>> start Supplied records

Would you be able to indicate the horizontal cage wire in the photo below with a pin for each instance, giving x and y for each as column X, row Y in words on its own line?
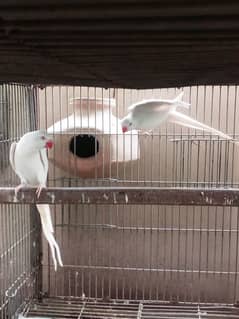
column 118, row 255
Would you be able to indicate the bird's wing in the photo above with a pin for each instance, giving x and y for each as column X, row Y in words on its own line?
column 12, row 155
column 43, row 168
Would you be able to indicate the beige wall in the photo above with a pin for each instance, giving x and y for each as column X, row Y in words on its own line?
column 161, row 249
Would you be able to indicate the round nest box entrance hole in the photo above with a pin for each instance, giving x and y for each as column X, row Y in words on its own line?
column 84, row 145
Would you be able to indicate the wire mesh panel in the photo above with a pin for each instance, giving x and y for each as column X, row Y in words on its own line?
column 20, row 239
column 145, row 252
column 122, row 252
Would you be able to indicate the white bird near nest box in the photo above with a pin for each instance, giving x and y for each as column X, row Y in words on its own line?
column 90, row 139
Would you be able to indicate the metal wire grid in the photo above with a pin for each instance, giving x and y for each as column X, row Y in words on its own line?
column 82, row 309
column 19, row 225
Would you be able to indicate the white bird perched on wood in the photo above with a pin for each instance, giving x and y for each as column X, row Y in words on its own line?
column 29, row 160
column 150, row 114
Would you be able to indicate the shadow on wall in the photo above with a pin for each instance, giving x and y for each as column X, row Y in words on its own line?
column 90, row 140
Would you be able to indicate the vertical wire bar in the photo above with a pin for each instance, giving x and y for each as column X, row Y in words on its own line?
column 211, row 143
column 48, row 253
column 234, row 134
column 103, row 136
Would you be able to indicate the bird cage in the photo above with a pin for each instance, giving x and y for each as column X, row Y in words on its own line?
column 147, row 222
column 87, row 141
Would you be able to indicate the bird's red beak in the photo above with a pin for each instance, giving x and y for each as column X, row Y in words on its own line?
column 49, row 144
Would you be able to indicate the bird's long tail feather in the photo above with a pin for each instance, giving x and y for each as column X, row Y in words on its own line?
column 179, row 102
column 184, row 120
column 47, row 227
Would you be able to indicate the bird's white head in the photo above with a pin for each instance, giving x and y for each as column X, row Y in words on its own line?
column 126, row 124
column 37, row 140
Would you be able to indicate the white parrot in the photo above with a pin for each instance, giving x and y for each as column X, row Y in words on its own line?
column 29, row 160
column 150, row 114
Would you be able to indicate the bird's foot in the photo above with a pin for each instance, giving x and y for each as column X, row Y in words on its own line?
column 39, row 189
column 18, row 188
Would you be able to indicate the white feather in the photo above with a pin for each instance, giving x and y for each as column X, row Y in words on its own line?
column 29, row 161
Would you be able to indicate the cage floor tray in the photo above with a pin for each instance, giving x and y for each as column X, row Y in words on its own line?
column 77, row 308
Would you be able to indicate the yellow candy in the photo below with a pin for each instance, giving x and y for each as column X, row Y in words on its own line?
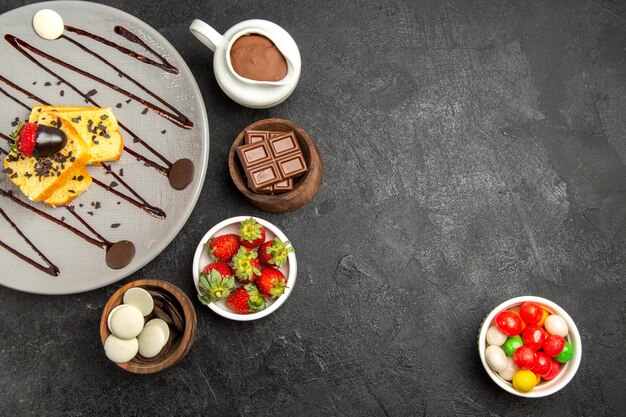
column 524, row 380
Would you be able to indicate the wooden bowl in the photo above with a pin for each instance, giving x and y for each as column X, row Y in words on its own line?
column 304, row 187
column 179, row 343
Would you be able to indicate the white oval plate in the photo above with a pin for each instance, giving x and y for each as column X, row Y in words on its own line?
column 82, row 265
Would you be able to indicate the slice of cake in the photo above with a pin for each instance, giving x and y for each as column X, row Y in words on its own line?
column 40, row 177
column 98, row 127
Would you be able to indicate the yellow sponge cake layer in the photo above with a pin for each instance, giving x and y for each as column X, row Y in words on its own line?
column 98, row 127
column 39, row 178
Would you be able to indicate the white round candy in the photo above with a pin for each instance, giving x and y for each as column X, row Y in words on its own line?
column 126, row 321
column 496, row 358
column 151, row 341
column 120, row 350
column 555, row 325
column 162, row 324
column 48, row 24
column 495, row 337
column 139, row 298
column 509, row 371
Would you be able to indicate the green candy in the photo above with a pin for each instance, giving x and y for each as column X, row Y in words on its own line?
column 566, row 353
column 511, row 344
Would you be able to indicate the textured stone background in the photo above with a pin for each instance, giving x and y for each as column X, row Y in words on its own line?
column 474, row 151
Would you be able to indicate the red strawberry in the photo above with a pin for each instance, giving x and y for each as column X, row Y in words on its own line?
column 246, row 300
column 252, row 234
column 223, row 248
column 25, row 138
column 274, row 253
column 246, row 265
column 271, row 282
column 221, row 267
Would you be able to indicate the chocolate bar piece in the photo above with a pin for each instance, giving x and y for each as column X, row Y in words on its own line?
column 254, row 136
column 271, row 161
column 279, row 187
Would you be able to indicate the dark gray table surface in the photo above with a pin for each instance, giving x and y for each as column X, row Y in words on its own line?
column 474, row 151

>> end Supplied records

* [Your goal] Return the listing above in full and without alteration, excluding its pictures.

* [Problem solution]
Would you be able to indicate the horizontal cage wire in the photo below with a pin for each instance, giving x and y for each as column X, row Y in words on its own line?
column 118, row 255
Would you be able to indicate the bird's wing in the photo above with a pin for each instance, giving x and y for each as column X, row Y in words on its own line?
column 12, row 155
column 43, row 168
Would you be able to indicate the beige wall in the photo above with a pin for each instance, giving x and y for each as column X, row Y in words on its own line?
column 161, row 249
Would you be able to indicate the round nest box entrance hole in the photo above with a pin for each instance, giving x and y for each as column X, row Y in words on its own line?
column 84, row 145
Would you be able to indicate the wire mesh panel in the photo above with a pin for each instance, giving x and y for each as column X, row Y in words on its own line?
column 20, row 239
column 145, row 252
column 122, row 252
Would you be able to indicate the white bird near nest box in the photo above with a pin for each instance, giving x and y for each as column X, row Y in words on its own line?
column 90, row 139
Would you be able to indicate the metal wire grid in the photo above with a pin for each instance, giving x and y for each as column X, row Y in words on its own line?
column 82, row 309
column 19, row 225
Would you be able to indicate the white bird perched on wood in the photo above with a pin for each instance, giving x and y for each as column X, row Y in words on its own line?
column 29, row 160
column 150, row 114
Would you be able to indicate the shadow on wall in the photo above with a pin for each instance, giving x and y for each as column X, row Y in words on its own line?
column 90, row 140
Would you be able to indicate the vertical wire bar in the photo above with a pin for each instance, giving x and y for each as column X, row Y in words on its own line?
column 211, row 143
column 48, row 253
column 234, row 134
column 103, row 136
Would you be able to indicate the bird cage in the photo above with a pin for each instance, giving x and y for each as column X, row Y in words on its own line?
column 147, row 222
column 87, row 141
Would you be able to indicate the bird's red beak in the photo above with a pin for each instance, giving x and y for each as column X, row Y in words on its own line?
column 49, row 144
Would you be able to indicate the bird's long tail feather in the photo above with a pin for each instance, giving x and y for each as column X, row Y in words on its own line?
column 179, row 102
column 184, row 120
column 47, row 227
Would you be able to indicate the bird's white head in the photo above with a pin for each instance, giving x and y for each as column X, row Y in words on its own line?
column 126, row 124
column 37, row 140
Would you be able to indicate the white parrot in the photo above with a pin for each instance, giving x and y for each as column X, row Y in words on its own line?
column 29, row 160
column 150, row 114
Would you be able to indicate the bird's foot in the photo above with a pin for each instance, giving x and y for each as column X, row Y in words on its own line?
column 39, row 189
column 18, row 188
Would you be able to indicate the white feather in the photo above with a pin for each instance, giving x and y for each as column X, row Y in words on its own line?
column 29, row 161
Would you be able to indicate the cage floor tray in the photo above with a pin for each instance, giving x and y for each as column X, row Y in words on its own line?
column 77, row 308
Would you be able to indicate the yellow candy in the photo below with a pin for each instance, giving x and y for each as column X, row Y in words on its own line?
column 524, row 380
Would you be able to indicate the wooden bowl in the photo above with a pin for each instance, giving x and y for each as column X, row Y in words on its own line?
column 304, row 187
column 179, row 343
Would you be able to indicate the white oval plate in the photo above with a pin for each instance, giving x and y for each as column X, row Y in words on its own line?
column 82, row 265
Would you be able to indicate the slice of cake in the photo above with a pin for each instance, giving x and y for each as column X, row Y in words on its own line?
column 40, row 177
column 98, row 127
Would you be able to indicate the yellow sponge cake layer in the photo above with a pin for each instance, giving x and y for each as column X, row Y in words on its own line?
column 98, row 127
column 39, row 178
Would you be able to indicate the white round candy in the photo above with a pin for each instance, giving x and y for each as column X, row Y in words on its own line?
column 126, row 321
column 496, row 358
column 151, row 341
column 120, row 350
column 555, row 325
column 162, row 324
column 48, row 24
column 495, row 337
column 139, row 298
column 509, row 371
Would you be able to indicate the green candy in the photo above with a pin for each instance, giving x and y for each as column X, row Y in words on its own line?
column 566, row 353
column 511, row 344
Would you be able to indicate the textured stone background in the photo above with a pin for each instance, giving x and y for each as column X, row Y in words on its own line?
column 474, row 151
Would you be able to indicate the red strawberry in the photo above with a pin for each instance, giving x and y for each as column X, row Y in words on its own line?
column 246, row 300
column 252, row 234
column 223, row 248
column 25, row 138
column 274, row 253
column 246, row 265
column 271, row 282
column 221, row 267
Would you be able to indicate the chocolate bar piece in the photo above with a pin for each instance, giving x and y for each as column X, row Y in words on its own line?
column 254, row 136
column 271, row 161
column 279, row 187
Would you be able to indicate the dark gray table surface in the photo above with a pin for each instance, giving x and y for each as column X, row Y in words on its own line?
column 474, row 151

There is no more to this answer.